__TEXT SEGMENT__
I work in a very hostile environment/company (which I am a junior dev in), and of course, if you do some coding, it goes live, and there is an error, your job is on the line.
In this company (and all others I have worked in), I have never had any dedicated testing tools available. We have no source control, test servers, bug tracking, etc., yet we have completed large scale development for clients.
How can I ensure that my code, however small, will work in all environments? I already don't leave anything to chance and try to build in redundancies and backup plans. Eg if for whatever reason I decide to log errors by email, I know this means I am putting all my eggs in the basket of "the internet must be live" and it could easily not be, and if so, no logging will happen and if someone says there was an error, I have no proof and "his word against mine" doesn't work for me as I am junior. So everything has to be logged, which incurs a performance and storage penalty of course.
What techniques can I apply to ensure my code will work in different environments? This doesn't apply to browser compatibility, just with things like winform apps and making sure I can write to the event log on every machine.

__GIVEN DATA__
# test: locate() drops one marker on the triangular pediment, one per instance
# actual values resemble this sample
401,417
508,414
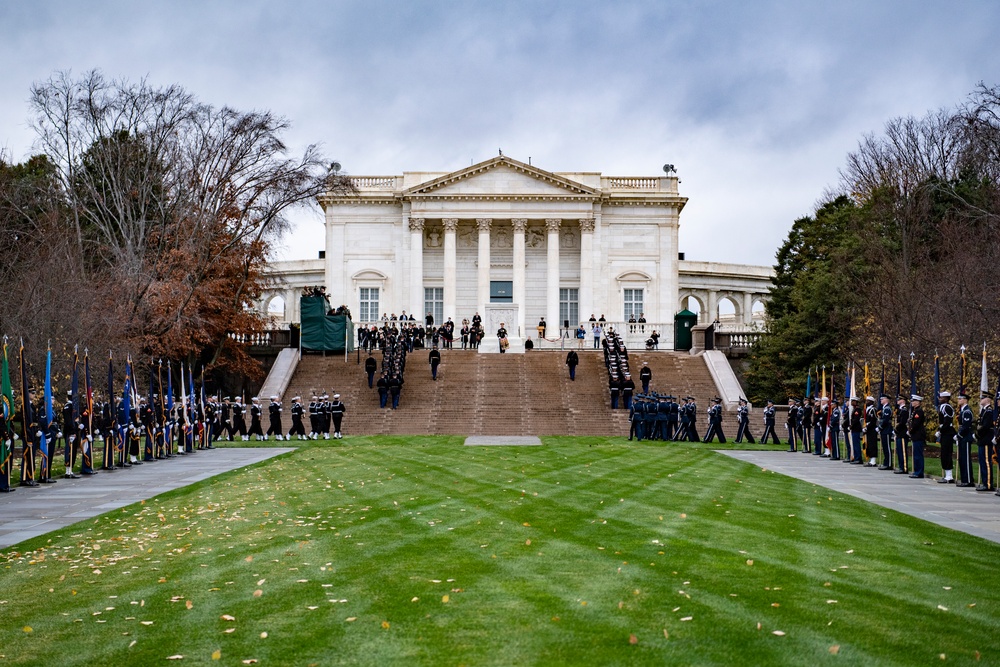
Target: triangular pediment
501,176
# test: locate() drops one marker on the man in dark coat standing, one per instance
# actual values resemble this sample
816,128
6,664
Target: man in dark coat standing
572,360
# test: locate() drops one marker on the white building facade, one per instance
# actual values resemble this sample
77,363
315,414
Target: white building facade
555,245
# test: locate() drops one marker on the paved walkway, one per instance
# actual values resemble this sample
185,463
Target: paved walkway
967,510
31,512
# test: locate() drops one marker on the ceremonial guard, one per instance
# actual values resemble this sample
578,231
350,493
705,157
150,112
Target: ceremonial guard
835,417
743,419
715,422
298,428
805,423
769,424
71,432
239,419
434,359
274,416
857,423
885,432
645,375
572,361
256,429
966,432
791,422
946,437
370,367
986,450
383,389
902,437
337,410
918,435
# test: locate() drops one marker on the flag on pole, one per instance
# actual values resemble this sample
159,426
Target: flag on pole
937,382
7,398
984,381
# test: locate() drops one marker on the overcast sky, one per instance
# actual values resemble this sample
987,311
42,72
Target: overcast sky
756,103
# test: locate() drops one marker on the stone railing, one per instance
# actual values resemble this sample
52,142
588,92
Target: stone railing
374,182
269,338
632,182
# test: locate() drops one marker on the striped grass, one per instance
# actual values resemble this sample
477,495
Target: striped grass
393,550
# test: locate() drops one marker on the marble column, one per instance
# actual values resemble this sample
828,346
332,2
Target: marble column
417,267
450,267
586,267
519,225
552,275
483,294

__EXERCISE DIRECTIONS__
Copy the post about making code work in every environment, starting at "I work in a" and stopping after "development for clients.", and swap "junior dev" for "junior developer".

__OUTPUT OF THE EXERCISE__
I work in a very hostile environment/company (which I am a junior developer in), and of course, if you do some coding, it goes live, and there is an error, your job is on the line.
In this company (and all others I have worked in), I have never had any dedicated testing tools available. We have no source control, test servers, bug tracking, etc., yet we have completed large scale development for clients.